### Records for the task ###
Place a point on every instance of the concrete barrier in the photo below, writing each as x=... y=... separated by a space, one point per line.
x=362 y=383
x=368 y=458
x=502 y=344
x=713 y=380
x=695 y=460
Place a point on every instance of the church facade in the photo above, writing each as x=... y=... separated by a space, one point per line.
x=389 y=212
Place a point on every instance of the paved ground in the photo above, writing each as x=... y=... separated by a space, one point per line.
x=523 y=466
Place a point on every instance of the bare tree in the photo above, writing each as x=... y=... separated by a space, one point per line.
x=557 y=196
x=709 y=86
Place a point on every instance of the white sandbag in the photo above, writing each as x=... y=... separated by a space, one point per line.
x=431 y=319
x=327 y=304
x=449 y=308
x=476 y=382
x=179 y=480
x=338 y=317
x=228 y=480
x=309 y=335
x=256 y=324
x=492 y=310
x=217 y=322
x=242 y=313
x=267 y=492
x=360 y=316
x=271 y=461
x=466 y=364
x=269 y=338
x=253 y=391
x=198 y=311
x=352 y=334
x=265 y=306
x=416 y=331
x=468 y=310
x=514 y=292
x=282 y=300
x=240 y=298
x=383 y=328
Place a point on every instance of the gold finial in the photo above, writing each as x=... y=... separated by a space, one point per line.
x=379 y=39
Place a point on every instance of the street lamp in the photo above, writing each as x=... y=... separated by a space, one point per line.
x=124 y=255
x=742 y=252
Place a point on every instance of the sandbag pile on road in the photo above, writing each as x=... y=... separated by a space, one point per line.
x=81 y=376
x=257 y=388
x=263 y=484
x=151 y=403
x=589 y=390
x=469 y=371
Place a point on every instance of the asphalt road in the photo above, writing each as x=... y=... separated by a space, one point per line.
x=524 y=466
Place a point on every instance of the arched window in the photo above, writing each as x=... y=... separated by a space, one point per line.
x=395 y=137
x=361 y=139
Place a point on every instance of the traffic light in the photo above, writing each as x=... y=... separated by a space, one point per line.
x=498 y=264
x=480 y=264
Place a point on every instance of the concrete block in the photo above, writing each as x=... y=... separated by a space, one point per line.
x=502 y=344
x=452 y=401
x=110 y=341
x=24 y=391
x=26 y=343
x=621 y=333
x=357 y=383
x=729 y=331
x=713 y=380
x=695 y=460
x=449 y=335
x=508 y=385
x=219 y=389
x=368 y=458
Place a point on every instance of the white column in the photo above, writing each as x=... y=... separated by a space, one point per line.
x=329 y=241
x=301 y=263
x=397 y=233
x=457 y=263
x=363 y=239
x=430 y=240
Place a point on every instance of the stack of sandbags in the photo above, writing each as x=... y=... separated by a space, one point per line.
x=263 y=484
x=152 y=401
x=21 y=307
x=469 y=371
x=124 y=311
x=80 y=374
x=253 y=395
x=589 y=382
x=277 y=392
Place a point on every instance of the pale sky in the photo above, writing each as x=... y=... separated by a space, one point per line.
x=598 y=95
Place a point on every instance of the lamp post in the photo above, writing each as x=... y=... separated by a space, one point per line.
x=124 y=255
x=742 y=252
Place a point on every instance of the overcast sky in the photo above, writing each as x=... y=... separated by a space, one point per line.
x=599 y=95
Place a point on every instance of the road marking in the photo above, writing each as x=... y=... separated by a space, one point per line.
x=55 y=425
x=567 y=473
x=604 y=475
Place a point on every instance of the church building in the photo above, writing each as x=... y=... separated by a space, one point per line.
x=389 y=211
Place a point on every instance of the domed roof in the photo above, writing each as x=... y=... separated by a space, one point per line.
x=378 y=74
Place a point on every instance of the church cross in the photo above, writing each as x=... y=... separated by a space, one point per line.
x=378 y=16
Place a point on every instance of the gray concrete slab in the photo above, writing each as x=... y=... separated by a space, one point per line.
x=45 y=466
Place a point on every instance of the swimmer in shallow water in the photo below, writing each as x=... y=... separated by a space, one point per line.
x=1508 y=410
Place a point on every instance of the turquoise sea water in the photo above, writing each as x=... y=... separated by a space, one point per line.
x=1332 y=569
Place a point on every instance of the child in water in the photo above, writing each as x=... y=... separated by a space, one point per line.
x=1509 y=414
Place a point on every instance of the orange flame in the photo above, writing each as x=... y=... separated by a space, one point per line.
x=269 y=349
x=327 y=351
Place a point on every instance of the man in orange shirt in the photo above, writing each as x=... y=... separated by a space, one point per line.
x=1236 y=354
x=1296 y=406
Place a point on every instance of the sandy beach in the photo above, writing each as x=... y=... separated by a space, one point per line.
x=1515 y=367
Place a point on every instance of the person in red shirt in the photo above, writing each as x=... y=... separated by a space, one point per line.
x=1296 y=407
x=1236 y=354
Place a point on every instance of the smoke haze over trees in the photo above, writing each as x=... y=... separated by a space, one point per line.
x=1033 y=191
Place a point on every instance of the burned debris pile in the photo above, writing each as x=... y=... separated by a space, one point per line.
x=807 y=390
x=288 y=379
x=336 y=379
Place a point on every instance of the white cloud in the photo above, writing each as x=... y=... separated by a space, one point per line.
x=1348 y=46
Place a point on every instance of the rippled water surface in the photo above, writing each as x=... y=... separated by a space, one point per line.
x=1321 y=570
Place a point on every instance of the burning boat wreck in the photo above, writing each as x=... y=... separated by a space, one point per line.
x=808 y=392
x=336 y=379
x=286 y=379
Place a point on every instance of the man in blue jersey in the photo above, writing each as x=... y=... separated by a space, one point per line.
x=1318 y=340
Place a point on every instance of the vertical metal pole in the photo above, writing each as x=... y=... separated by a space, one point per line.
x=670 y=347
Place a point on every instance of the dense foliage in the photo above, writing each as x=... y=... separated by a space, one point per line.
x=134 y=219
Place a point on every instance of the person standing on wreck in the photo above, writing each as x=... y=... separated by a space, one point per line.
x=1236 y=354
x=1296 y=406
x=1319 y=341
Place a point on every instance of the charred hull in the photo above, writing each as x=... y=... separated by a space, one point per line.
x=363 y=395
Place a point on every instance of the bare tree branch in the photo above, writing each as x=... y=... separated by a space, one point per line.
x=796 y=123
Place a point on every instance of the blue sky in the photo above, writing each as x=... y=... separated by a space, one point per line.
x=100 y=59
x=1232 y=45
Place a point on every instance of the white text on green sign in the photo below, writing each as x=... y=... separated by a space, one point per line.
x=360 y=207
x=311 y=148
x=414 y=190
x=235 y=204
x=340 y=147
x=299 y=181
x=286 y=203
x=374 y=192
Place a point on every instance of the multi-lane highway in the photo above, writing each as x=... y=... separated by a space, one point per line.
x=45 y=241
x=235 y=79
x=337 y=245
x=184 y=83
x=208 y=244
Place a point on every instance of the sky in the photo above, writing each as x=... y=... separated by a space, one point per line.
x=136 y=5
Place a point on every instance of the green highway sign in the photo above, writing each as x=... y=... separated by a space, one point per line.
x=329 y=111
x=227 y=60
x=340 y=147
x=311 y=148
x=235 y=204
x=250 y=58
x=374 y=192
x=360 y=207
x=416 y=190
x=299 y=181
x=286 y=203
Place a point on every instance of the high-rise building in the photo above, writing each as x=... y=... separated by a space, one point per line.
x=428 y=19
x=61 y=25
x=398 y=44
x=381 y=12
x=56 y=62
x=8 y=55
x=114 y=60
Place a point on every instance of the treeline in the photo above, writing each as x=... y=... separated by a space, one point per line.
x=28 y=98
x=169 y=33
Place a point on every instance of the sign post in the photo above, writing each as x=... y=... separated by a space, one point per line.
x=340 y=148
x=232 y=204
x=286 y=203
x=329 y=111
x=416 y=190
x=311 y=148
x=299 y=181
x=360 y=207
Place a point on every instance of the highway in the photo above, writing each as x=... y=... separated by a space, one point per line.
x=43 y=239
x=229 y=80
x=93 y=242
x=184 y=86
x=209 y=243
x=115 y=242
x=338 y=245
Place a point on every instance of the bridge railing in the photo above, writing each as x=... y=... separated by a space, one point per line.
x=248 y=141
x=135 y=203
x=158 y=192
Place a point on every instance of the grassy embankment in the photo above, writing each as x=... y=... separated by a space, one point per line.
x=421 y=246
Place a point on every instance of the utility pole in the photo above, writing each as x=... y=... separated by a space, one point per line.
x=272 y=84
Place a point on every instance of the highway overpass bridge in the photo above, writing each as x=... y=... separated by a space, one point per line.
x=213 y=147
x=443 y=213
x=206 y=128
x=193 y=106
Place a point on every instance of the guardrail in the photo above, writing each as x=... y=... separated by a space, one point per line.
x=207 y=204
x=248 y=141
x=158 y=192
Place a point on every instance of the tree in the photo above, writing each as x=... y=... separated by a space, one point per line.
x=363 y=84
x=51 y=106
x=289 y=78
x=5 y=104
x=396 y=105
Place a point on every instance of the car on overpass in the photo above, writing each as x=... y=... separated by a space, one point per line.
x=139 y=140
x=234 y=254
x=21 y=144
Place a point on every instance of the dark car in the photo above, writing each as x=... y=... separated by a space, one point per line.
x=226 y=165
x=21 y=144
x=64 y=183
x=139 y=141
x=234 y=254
###
- Exercise objective
Repeat exactly the lines from the line containing "Place a point on every instance of the highway in" through the last line of the records above, including both, and nothing else.

- Written answer
Place a point on every instance of the highway in the photo above, writing each as x=... y=... separated by a space, one point per line.
x=43 y=239
x=229 y=80
x=93 y=242
x=184 y=86
x=209 y=243
x=115 y=242
x=338 y=245
Place a point on every instance of the bridge railing in the photo above, writing each as x=... y=... separated by a space, one point per line.
x=248 y=141
x=135 y=203
x=158 y=192
Place a point on every instance of the grassy embankment in the photo above, writing each as x=... y=... separated by a space, one point per line.
x=421 y=246
Place a point on every instance of the utility pole in the photo above, writing each as x=... y=... separated by a space, one point per line.
x=272 y=84
Place a point on every instance of the highway overpass bridge in the photo above, writing each as x=... y=... separated by a space, one point per line.
x=213 y=147
x=443 y=213
x=206 y=128
x=193 y=106
Place a point on every instance of the guardrail in the photo above, writing each as x=... y=... separated by a space, one point per line.
x=207 y=204
x=248 y=141
x=158 y=192
Place a point on every instance of the tree in the photo above, writing each as x=... y=... separated by a space, one point per line.
x=363 y=84
x=51 y=106
x=289 y=78
x=5 y=104
x=396 y=105
Place a point on every instance of the car on overpass in the photo above, writing each as x=... y=... separated by a space, one point per line.
x=139 y=140
x=234 y=254
x=21 y=144
Place a point on every instance of the dark car in the photo above, writing each as x=... y=... separated by a space, one point per line.
x=226 y=165
x=21 y=144
x=64 y=183
x=139 y=141
x=234 y=254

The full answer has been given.